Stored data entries

····················

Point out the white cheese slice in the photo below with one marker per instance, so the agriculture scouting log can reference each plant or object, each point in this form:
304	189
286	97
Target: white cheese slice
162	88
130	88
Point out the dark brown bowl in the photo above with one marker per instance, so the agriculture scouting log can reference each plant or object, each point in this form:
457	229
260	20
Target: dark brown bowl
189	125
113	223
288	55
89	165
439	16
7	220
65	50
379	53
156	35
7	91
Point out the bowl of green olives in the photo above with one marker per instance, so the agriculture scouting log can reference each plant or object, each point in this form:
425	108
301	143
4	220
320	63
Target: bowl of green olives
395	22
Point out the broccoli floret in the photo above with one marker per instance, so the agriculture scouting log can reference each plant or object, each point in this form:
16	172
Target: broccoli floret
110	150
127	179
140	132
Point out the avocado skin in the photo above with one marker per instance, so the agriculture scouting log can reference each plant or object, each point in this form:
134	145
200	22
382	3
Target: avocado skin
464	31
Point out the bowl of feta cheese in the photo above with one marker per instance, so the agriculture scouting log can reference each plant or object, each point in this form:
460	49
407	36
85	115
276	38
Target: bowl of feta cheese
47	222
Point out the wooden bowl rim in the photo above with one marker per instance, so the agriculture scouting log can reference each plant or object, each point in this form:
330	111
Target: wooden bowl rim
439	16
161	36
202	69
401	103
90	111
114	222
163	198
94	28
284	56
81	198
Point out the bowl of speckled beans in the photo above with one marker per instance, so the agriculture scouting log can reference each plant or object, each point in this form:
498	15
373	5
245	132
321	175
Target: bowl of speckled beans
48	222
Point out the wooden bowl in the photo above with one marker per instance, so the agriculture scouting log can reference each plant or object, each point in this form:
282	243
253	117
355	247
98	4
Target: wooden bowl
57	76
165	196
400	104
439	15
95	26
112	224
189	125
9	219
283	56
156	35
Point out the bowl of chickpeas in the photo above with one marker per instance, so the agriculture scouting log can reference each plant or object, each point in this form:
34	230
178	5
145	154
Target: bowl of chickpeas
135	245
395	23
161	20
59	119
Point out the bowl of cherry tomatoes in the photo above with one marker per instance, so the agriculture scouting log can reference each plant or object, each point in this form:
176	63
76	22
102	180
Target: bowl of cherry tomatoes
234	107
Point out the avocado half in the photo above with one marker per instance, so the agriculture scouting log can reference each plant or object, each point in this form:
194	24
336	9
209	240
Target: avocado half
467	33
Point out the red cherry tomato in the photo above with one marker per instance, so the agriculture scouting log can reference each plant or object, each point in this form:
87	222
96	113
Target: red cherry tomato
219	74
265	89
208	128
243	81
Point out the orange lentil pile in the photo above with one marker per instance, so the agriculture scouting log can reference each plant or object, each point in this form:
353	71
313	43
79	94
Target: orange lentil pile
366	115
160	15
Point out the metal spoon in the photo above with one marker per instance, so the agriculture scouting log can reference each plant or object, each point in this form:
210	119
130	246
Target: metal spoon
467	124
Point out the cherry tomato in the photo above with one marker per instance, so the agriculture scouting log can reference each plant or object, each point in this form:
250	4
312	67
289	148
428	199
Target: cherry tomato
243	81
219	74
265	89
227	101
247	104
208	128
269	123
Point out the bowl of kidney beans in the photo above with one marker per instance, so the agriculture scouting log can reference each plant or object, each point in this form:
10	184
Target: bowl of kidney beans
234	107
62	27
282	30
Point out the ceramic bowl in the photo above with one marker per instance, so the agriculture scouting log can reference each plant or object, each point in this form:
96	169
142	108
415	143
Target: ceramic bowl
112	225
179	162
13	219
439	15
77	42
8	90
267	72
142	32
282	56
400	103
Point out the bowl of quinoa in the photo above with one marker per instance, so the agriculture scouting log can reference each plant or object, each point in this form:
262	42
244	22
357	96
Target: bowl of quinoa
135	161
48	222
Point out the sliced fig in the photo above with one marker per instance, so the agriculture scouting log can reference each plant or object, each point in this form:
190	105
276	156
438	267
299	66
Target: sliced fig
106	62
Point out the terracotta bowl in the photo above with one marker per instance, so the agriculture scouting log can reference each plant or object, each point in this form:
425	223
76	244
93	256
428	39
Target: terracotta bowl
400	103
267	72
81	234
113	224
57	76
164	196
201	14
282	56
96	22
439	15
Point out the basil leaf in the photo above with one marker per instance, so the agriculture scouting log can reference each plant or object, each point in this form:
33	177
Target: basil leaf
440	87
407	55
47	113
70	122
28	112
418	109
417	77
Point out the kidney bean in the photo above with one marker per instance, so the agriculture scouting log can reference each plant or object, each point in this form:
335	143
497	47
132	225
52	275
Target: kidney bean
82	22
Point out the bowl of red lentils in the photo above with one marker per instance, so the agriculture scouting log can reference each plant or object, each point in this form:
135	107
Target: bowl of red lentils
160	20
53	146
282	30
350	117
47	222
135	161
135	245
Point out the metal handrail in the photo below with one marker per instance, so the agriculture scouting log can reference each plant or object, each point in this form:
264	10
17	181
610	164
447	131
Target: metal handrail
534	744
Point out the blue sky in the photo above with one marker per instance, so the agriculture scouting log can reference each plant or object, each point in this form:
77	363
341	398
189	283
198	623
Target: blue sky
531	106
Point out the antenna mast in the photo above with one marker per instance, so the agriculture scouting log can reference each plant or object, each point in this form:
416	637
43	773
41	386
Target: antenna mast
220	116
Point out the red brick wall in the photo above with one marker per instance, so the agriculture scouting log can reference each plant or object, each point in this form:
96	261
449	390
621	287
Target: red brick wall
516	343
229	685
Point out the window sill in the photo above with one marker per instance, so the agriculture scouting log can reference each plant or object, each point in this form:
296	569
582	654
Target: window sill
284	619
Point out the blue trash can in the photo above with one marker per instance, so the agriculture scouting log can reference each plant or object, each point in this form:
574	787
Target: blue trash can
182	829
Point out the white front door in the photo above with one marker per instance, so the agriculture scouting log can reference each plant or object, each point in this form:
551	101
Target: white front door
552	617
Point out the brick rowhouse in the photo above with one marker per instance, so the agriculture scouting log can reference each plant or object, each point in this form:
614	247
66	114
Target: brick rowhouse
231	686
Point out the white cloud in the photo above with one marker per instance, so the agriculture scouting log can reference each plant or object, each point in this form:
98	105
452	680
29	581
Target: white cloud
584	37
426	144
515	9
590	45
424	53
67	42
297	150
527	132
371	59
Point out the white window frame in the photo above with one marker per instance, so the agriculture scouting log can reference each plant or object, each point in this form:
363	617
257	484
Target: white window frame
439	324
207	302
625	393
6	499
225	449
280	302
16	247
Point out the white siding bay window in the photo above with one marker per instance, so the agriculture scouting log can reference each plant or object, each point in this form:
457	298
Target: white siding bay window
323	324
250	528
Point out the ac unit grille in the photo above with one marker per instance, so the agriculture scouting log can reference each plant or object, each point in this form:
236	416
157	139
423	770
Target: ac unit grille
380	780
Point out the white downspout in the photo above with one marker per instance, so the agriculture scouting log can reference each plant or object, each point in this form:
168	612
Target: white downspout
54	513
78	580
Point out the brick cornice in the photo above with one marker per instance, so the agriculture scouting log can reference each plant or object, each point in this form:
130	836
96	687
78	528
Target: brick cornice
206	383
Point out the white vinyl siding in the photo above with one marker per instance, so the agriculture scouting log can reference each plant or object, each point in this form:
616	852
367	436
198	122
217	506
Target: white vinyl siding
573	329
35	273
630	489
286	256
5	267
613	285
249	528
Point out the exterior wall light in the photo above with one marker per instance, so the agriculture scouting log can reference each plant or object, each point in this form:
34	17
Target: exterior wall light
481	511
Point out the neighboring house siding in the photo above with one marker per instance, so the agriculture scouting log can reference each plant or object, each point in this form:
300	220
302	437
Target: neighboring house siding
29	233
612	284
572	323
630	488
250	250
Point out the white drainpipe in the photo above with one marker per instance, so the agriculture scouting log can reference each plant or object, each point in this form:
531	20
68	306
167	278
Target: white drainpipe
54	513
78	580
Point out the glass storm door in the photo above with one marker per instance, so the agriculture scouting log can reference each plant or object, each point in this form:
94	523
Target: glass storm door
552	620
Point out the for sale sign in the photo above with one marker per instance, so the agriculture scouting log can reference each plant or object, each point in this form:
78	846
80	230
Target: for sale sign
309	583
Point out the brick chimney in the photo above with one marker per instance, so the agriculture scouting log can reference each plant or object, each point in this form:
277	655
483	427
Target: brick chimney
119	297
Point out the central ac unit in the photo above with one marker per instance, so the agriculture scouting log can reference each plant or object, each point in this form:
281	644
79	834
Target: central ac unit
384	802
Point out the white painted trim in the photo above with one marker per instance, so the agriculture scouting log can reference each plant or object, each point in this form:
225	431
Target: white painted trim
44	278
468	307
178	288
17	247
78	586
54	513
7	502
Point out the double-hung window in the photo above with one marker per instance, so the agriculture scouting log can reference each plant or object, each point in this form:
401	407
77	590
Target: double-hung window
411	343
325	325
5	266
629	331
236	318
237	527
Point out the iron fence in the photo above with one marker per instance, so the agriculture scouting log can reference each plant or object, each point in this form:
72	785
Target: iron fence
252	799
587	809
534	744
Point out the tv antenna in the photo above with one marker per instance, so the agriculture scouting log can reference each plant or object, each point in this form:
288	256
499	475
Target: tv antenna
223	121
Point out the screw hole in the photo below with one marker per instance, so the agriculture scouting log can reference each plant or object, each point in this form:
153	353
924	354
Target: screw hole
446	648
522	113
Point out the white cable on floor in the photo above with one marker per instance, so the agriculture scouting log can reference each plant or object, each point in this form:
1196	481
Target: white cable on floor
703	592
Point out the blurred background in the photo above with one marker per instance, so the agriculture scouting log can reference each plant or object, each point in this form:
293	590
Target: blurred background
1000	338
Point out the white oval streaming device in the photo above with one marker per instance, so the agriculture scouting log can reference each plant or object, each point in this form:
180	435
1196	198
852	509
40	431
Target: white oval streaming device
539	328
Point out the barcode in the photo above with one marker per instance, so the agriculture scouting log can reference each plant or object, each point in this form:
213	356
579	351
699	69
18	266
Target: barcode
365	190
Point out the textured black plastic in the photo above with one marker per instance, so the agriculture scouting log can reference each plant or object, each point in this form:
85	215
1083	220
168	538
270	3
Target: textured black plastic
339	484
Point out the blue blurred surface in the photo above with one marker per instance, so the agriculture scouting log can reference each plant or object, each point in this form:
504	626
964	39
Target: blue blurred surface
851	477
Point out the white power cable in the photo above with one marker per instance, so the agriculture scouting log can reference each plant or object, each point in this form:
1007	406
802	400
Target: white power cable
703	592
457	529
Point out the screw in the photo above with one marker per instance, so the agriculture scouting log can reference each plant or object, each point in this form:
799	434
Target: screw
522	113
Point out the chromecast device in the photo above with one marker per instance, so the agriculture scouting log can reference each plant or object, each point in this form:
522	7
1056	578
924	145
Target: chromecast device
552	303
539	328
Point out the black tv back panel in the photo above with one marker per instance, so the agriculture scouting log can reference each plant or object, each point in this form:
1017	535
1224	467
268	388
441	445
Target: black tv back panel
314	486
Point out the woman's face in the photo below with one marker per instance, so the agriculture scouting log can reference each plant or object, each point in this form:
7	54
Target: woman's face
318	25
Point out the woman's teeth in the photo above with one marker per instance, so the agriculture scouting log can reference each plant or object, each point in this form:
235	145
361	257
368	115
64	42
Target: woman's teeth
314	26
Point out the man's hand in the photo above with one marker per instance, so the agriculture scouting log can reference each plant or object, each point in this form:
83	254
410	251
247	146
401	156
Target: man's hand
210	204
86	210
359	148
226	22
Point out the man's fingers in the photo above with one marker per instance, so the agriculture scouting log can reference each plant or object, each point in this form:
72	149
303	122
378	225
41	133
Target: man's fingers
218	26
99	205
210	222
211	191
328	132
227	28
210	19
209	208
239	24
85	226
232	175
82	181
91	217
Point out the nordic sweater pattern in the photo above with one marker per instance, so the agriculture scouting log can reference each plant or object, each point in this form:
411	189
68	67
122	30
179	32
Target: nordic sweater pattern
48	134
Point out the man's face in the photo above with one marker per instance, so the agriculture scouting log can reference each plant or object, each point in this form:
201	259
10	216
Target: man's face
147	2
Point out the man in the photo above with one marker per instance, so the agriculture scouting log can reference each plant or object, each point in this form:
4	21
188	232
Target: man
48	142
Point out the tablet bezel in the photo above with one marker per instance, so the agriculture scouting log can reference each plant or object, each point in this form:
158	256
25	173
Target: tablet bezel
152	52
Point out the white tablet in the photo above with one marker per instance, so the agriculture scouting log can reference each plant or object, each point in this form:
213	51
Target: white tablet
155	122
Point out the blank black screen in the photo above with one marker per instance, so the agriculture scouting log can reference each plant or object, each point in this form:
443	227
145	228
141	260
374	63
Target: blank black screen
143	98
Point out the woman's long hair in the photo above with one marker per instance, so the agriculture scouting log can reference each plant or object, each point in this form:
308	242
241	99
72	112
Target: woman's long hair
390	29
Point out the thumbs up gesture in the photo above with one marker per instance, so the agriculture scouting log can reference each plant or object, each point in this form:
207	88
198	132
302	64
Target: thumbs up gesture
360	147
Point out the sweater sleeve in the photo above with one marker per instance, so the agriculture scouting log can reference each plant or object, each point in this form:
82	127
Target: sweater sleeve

····················

Copy out each line in the preceding records that contains "sleeve".

REPLY TO THE TASK>
Point out the sweater sleeve in the photo above with one marker per instance, so the agriculture scouting log can reference each plant or object, each point in this form:
Target: sweater sleeve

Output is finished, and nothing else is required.